■ AVAILABLE DATA ■
===============
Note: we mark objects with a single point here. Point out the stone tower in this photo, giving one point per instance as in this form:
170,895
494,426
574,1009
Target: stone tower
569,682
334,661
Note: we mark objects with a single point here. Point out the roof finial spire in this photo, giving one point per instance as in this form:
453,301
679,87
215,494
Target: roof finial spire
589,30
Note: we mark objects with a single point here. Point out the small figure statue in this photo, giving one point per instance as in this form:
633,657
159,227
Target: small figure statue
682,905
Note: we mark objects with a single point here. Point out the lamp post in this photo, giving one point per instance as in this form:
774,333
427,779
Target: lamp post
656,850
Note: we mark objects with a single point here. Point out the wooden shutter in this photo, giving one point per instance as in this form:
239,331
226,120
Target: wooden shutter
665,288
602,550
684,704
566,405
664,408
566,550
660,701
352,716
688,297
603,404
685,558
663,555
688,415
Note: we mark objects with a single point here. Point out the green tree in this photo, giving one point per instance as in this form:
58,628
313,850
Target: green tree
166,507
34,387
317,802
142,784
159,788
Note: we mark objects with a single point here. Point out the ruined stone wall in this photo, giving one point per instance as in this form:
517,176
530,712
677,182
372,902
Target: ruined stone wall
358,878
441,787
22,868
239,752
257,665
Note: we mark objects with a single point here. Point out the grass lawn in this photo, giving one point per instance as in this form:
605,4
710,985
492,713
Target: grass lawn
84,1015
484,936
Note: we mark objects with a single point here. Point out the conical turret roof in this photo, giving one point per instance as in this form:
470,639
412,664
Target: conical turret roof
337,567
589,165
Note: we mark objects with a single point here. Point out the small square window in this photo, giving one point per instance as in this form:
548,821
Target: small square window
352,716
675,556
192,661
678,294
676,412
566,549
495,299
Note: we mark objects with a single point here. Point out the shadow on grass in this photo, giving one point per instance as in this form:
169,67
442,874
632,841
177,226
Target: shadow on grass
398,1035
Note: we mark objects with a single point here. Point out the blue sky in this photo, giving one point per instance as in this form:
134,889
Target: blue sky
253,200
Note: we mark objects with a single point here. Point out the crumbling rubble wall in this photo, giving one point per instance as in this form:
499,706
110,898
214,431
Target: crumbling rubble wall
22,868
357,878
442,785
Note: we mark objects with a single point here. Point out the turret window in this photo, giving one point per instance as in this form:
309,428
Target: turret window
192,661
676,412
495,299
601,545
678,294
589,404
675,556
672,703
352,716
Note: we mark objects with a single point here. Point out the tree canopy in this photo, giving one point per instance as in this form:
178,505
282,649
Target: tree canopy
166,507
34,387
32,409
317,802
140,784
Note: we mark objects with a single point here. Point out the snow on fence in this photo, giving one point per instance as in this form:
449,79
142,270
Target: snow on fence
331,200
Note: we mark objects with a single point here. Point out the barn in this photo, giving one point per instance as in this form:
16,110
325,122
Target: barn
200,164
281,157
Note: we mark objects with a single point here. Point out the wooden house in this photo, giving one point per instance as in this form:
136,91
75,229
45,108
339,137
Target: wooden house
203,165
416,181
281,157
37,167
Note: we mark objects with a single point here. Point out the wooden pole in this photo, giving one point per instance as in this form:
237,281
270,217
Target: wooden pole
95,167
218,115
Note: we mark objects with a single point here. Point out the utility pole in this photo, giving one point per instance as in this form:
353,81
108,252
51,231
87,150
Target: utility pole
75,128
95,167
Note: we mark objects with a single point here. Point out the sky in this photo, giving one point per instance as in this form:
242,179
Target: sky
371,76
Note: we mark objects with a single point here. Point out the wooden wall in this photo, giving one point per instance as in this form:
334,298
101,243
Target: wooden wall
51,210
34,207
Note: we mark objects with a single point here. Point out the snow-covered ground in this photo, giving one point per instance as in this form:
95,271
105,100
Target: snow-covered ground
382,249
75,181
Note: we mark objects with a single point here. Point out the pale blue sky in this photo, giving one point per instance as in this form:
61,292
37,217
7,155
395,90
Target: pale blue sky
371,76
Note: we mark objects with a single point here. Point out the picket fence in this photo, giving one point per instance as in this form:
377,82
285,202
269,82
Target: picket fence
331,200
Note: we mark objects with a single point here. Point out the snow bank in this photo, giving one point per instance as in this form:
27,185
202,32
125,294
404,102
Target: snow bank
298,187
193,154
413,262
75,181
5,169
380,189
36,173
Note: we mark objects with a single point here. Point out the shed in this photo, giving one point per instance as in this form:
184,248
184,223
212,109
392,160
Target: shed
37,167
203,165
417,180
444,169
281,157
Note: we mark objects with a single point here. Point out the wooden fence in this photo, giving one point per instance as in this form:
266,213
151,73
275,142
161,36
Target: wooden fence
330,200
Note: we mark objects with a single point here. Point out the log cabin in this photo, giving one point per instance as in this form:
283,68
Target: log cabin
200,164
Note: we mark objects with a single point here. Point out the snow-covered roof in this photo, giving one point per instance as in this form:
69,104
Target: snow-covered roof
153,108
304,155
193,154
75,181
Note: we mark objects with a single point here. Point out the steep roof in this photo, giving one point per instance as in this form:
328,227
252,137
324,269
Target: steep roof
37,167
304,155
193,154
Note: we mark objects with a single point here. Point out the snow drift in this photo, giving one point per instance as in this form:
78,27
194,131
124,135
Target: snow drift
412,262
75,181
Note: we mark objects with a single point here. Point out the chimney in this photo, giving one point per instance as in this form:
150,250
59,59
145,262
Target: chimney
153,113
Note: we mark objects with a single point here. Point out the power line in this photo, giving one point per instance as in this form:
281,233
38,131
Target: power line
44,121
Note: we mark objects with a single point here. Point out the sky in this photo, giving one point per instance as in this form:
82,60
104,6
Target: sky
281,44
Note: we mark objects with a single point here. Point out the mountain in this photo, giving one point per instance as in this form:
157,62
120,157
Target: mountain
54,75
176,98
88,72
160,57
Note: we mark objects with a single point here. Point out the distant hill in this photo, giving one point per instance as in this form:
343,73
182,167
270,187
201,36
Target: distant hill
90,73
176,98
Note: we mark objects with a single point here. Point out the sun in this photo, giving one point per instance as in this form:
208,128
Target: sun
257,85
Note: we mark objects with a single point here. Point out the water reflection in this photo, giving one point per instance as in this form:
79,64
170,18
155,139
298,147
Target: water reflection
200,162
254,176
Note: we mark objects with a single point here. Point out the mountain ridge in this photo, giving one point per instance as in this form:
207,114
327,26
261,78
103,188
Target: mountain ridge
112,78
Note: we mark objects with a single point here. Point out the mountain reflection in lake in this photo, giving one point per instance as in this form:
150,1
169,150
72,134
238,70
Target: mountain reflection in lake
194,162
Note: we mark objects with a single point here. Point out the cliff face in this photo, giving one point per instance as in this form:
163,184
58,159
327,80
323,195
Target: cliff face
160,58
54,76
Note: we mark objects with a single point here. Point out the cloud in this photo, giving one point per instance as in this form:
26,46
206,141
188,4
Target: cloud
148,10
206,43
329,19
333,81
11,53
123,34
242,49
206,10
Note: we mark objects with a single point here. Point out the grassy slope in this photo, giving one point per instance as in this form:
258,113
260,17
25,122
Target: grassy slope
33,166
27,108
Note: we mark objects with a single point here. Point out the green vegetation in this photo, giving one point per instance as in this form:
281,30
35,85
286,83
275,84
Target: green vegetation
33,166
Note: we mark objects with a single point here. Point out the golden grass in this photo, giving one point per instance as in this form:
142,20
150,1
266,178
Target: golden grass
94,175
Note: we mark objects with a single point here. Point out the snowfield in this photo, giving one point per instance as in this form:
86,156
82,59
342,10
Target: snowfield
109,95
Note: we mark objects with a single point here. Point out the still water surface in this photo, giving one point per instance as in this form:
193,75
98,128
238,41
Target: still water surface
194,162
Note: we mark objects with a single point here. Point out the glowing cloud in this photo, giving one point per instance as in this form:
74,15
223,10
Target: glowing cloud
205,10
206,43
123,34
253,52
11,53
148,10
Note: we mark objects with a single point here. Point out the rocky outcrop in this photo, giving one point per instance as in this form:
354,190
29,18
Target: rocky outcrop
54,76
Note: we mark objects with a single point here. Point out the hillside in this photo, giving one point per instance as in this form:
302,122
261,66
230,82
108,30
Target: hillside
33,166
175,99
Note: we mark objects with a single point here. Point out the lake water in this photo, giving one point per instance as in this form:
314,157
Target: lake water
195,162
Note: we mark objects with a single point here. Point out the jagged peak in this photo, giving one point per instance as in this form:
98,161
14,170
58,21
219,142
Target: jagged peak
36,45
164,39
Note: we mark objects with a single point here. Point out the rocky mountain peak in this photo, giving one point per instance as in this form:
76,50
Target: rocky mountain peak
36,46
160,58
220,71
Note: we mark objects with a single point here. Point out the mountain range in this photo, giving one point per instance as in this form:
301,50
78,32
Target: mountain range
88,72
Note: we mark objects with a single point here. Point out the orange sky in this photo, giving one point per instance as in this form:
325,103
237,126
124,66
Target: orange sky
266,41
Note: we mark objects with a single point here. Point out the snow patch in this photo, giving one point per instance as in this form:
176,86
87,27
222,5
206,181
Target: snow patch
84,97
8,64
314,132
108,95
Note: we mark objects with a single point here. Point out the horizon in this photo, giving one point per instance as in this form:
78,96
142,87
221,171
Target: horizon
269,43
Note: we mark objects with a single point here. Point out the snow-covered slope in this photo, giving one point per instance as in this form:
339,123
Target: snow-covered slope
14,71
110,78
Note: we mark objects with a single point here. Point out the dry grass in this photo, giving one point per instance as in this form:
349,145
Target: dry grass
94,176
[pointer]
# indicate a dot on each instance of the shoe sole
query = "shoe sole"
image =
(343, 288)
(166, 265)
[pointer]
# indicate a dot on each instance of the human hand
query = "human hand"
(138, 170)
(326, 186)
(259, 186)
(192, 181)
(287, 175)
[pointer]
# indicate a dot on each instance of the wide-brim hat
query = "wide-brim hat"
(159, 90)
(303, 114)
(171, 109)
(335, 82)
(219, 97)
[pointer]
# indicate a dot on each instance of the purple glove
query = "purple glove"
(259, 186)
===============
■ DIRECTIONS ■
In the listing above, find the lines holding the word "shoe" and copy them.

■ SOLUTION TO THIS EXERCISE ■
# indicate a dot on each instance of the shoe sole
query = "shoe sole"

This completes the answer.